• The entire country is currently experiencing an acute shortage of ARVs and other HIV commodities following a row between Kenya and USAID.
• A Sh1.1 billion consignment has been lying at the port since January 18 after being handed a Sh90 million tax bill.
A section of Nyanza MPs has appealed to President Uhuru Kenyatta to intervene in the standoff between the government and the USAID that has stalled the release of ARVs and other essential HIV commodities.
The leaders warned that health facilities in the region have run out of essential commodities, putting at risk thousands of lives.
“We are concerned for our people. We are concerned that we are going to have more deaths, probably more than they are dying of Covid-19,” Homa Bay woman representative Gladys Wanga said.
Wanga led her colleagues; Rozaa Buyu (Kisumu woman rep), Seme MP James Nyikal, Migori Woman Rep Pamela Odhiambo, Nyatike’s Tom Odege and Siaya woman representative Christine Ombaka is raising the red flag at a press conference held outside Parliament Buildings on Thursday.
“There is also an acute shortage of rapid test kids. The only way you test people and get them into treatment is through the rapid test. Currently, they are only choosing who to test because many facilities do not have these kits,” she said.
The entire country is currently experiencing an acute shortage of ARVs and other HIV commodities following a row between Kenya and USAID.
USAID, who sponsors the commodities, has eschewed Kemsa and sent ARVs and test kits to Kenya through a private US company, Chemonics International.
As a result, a Sh1.1 billion consignment has been lying at the port since January 18 after being handed a Sh90 million tax bill.
USAID also wants to establish its own, parallel drug distribution system in Kenya through Chemonics, instead of using Kemsa.
The Kenyan government and civil society are against this.
Some of the commodities being held include HIV testing, treatment and prevention commodities such as ARVs, laboratory reagents as well as TB diagnostic and prevention medications.
But the lawmakers said the USAID and the government are punishing the wrong people in their clash.
“They should not punish vulnerable people. The tax issues, at a situation like this, can always be waived,” Nyikal said as even as Odege appealed for the President’s intervention.

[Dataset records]
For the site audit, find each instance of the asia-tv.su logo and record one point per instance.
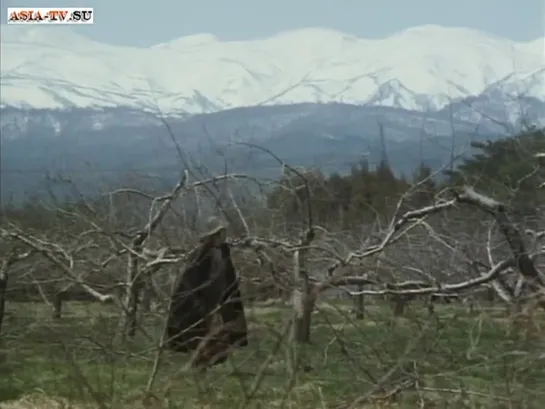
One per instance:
(50, 15)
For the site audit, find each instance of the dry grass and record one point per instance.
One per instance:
(457, 360)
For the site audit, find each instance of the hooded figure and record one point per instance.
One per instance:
(207, 287)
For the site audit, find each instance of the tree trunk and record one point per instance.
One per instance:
(360, 304)
(57, 304)
(399, 305)
(303, 301)
(133, 287)
(147, 294)
(3, 289)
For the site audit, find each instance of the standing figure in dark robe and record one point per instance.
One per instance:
(208, 287)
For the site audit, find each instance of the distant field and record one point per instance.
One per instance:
(496, 363)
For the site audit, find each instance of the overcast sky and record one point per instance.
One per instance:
(145, 22)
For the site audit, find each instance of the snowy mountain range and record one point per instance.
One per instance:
(420, 69)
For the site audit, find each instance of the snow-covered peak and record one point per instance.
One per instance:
(196, 40)
(419, 68)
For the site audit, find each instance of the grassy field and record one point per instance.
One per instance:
(452, 360)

-- Task goal --
Copy out the full article above on Kenya's shortage of ARVs, word for word.

-- Response for this exercise --
• The entire country is currently experiencing an acute shortage of ARVs and other HIV commodities following a row between Kenya and USAID.
• A Sh1.1 billion consignment has been lying at the port since January 18 after being handed a Sh90 million tax bill.
A section of Nyanza MPs has appealed to President Uhuru Kenyatta to intervene in the standoff between the government and the USAID that has stalled the release of ARVs and other essential HIV commodities.
The leaders warned that health facilities in the region have run out of essential commodities, putting at risk thousands of lives.
“We are concerned for our people. We are concerned that we are going to have more deaths, probably more than they are dying of Covid-19,” Homa Bay woman representative Gladys Wanga said.
Wanga led her colleagues; Rozaa Buyu (Kisumu woman rep), Seme MP James Nyikal, Migori Woman Rep Pamela Odhiambo, Nyatike’s Tom Odege and Siaya woman representative Christine Ombaka is raising the red flag at a press conference held outside Parliament Buildings on Thursday.
“There is also an acute shortage of rapid test kids. The only way you test people and get them into treatment is through the rapid test. Currently, they are only choosing who to test because many facilities do not have these kits,” she said.
The entire country is currently experiencing an acute shortage of ARVs and other HIV commodities following a row between Kenya and USAID.
USAID, who sponsors the commodities, has eschewed Kemsa and sent ARVs and test kits to Kenya through a private US company, Chemonics International.
As a result, a Sh1.1 billion consignment has been lying at the port since January 18 after being handed a Sh90 million tax bill.
USAID also wants to establish its own, parallel drug distribution system in Kenya through Chemonics, instead of using Kemsa.
The Kenyan government and civil society are against this.
Some of the commodities being held include HIV testing, treatment and prevention commodities such as ARVs, laboratory reagents as well as TB diagnostic and prevention medications.
But the lawmakers said the USAID and the government are punishing the wrong people in their clash.
“They should not punish vulnerable people. The tax issues, at a situation like this, can always be waived,” Nyikal said as even as Odege appealed for the President’s intervention.